• **STATED GOAL**: Transcribe all of the data below line for line, without changing any character.

[INFORMATION SUPPLIED start]

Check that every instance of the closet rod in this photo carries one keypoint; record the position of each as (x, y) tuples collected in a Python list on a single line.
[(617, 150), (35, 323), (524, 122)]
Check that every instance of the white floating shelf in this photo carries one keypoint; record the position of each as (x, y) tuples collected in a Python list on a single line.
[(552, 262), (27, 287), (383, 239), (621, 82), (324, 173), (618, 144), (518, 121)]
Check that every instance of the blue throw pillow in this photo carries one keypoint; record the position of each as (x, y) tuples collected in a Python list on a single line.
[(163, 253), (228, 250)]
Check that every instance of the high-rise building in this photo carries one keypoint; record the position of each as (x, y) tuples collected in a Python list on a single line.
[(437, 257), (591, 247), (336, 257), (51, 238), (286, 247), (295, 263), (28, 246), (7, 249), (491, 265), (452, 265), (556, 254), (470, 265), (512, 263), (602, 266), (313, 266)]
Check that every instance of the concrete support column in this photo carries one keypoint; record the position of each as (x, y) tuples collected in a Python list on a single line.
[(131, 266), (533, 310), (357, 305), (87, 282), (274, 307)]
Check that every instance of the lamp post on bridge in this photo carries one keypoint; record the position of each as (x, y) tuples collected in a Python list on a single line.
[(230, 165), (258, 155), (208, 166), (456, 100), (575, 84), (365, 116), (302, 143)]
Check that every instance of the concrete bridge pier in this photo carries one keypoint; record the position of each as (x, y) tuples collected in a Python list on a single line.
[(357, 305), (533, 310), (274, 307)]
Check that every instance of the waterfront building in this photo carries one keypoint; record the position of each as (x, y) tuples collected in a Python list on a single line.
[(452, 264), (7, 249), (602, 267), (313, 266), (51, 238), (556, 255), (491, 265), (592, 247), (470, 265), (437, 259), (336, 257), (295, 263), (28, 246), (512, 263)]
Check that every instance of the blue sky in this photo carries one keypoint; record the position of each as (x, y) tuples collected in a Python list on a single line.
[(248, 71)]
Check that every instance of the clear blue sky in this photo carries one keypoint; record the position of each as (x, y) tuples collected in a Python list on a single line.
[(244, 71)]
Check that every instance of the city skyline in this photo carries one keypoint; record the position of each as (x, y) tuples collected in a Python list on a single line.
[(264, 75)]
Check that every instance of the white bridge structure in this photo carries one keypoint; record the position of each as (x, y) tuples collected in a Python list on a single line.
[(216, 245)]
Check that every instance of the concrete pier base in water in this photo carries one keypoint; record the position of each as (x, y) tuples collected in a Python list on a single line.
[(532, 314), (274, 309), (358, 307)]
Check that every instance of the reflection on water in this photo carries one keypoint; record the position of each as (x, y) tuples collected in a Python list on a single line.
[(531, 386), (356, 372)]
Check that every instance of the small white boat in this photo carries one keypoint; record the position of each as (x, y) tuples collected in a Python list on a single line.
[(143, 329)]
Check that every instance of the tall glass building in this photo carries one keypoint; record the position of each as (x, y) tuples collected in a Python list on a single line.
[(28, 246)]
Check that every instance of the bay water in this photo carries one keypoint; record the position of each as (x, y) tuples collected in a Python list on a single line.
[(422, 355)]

[INFORMATION SUPPLIED end]

• **RESULT FOR THIS EXERCISE**:
Check that every instance of the closet rod in this photo carries one keypoint; record the position of each as (x, y) tuples collected in a Python list on a single line.
[(617, 150), (35, 323), (524, 122)]
Check that every instance of the white floating shelf in this photo carries one keypoint; record the position of each as (x, y) tuples collected in a Python list on a single line.
[(552, 262), (27, 287), (383, 239), (621, 82), (324, 173), (618, 144), (518, 121)]
Check that every instance of the blue throw pillow in this photo carries one keypoint; record the position of each as (x, y) tuples collected in a Python list on a single line.
[(163, 253), (228, 250)]
Check that every instance of the high-rise building in this photo carries one keypoint; record the position of each as (x, y) tuples collected in a Python list on a single line.
[(437, 257), (591, 247), (336, 257), (51, 238), (286, 247), (295, 263), (28, 246), (7, 249), (491, 265), (452, 265), (556, 254), (470, 265), (512, 263), (602, 266), (313, 266)]
Check that every instance of the concrete support column in this photo carries one keypoint; record the position of each as (x, y) tuples collected in a Python list on a single line.
[(131, 266), (533, 310), (357, 305), (87, 282), (274, 307)]
Check that every instance of the lamp post on bridge in this photo carries one keypoint; record the position of each as (x, y) tuples collected in a Python list on a single line.
[(230, 165), (258, 155), (208, 166), (456, 100), (575, 84), (365, 116), (302, 143)]
Check that every instance of the concrete bridge pier in this photo carries one keypoint; record the position of each as (x, y) tuples collected in a Python list on a single line.
[(357, 305), (533, 310), (274, 307)]
Check that every instance of the waterfront building in this photo carries one keypoint; record the position of each as (x, y) tuples collected in a Python list on a single line.
[(452, 264), (7, 249), (602, 267), (313, 266), (51, 238), (556, 255), (491, 265), (592, 247), (470, 265), (437, 259), (336, 257), (295, 263), (28, 246), (512, 263)]
Check that every instance of the blue sky in this photo carries one keypoint; record the position of each as (x, y) tuples collected in a Python list on a single line.
[(248, 71)]
Check that every instance of the clear blue sky in this photo carries one keypoint; record the position of each as (x, y) tuples collected in a Python list on a single line.
[(244, 71)]
Check that every instance of the city skyline in this photo carries one keypoint; record the position of each as (x, y) tuples collected in a Python list on a single line.
[(264, 75)]
Check that every instance of the white bridge structure in this photo carries one keypoint; record the position of each as (x, y) tuples collected in a Python list on a single line.
[(216, 245)]
Check that every instance of the concrete pier base in water in this photo carries one keypoint; record the position of each as (x, y) tuples collected in a Python list on a single line.
[(532, 314), (274, 309), (358, 307)]
Check that every instance of the reflection on water in this photo carries one keypoint; record the position of each as (x, y) tuples collected in a Python list on a single line.
[(531, 386), (356, 372)]
Check that every instance of the small white boat in this photo carries one keypoint; record the position of each as (x, y) tuples collected in a Python list on a single line.
[(143, 329)]
Check that every instance of the tall glass building in this photo carries one keypoint; record the position of each as (x, y) tuples collected in a Python list on a single line.
[(28, 246)]
Check that every instance of the bay water in this photo carries one keypoint; record the position of each as (x, y) tuples collected in a Python list on a single line.
[(422, 355)]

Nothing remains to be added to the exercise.